[Given request] Gather every line of the material below that contains the word "cabinet" and list those lines.

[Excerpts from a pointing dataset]
+ + + +

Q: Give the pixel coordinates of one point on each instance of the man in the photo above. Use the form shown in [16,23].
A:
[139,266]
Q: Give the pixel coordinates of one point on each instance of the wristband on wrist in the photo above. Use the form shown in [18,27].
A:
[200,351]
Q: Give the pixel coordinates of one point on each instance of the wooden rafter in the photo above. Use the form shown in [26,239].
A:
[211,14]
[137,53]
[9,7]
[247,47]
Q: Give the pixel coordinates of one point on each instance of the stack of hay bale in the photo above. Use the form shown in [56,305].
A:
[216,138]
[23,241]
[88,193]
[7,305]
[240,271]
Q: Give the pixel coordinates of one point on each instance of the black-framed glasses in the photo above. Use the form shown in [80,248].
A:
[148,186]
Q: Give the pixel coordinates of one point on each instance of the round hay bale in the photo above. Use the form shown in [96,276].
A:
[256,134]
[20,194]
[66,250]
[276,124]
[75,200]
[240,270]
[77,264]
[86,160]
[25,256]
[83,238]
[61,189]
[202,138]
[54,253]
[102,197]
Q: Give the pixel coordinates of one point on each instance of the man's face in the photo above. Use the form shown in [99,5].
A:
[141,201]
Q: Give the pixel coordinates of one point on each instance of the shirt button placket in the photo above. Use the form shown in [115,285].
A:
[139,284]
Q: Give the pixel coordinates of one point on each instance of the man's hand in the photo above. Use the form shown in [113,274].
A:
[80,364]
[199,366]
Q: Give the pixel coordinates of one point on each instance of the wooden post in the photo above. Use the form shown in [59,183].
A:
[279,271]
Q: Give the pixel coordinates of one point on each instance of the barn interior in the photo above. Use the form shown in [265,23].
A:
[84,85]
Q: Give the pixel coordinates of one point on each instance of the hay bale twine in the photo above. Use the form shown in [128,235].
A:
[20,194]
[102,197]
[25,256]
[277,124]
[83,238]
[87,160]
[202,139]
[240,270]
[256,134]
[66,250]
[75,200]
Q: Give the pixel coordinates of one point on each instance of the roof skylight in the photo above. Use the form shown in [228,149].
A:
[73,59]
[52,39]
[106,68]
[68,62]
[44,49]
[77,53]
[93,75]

+ + + +

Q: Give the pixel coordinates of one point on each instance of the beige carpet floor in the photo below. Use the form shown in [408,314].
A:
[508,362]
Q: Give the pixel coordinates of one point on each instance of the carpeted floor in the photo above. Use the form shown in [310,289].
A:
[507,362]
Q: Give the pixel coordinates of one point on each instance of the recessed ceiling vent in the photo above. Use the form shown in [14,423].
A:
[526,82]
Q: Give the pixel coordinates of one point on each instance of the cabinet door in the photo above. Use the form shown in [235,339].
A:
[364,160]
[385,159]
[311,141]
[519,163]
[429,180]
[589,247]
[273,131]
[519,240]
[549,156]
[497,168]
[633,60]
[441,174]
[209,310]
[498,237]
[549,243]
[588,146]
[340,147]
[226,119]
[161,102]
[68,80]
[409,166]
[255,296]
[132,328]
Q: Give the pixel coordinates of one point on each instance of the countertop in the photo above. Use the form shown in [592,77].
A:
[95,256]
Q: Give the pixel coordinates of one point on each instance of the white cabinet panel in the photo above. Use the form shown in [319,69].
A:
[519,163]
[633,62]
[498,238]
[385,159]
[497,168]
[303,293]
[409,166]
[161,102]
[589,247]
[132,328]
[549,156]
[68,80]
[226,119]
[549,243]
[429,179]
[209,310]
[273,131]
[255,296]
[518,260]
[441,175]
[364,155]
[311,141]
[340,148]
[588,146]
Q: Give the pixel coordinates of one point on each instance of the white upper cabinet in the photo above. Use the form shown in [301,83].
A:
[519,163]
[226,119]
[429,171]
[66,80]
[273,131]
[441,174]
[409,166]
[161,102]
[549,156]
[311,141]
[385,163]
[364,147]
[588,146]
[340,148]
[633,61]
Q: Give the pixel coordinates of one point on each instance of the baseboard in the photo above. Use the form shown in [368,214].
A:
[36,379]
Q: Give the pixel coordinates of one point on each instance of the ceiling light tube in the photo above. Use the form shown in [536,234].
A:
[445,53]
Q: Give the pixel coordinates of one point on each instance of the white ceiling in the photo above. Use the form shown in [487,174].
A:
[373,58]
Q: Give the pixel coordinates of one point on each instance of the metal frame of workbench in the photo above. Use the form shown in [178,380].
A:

+ + + +

[Exercise result]
Q: Give the pixel coordinates of one point on each instance of the cabinet door in the photo above. Use the form shown in [235,339].
Q: Give the pixel coordinates of one point on each instance of the white cabinet panel in the photo above. Use the form shown in [319,69].
Q: Give the pixel coordinates of one point on each instance of the white upper cabinet in the photo above. Use the form shown in [301,83].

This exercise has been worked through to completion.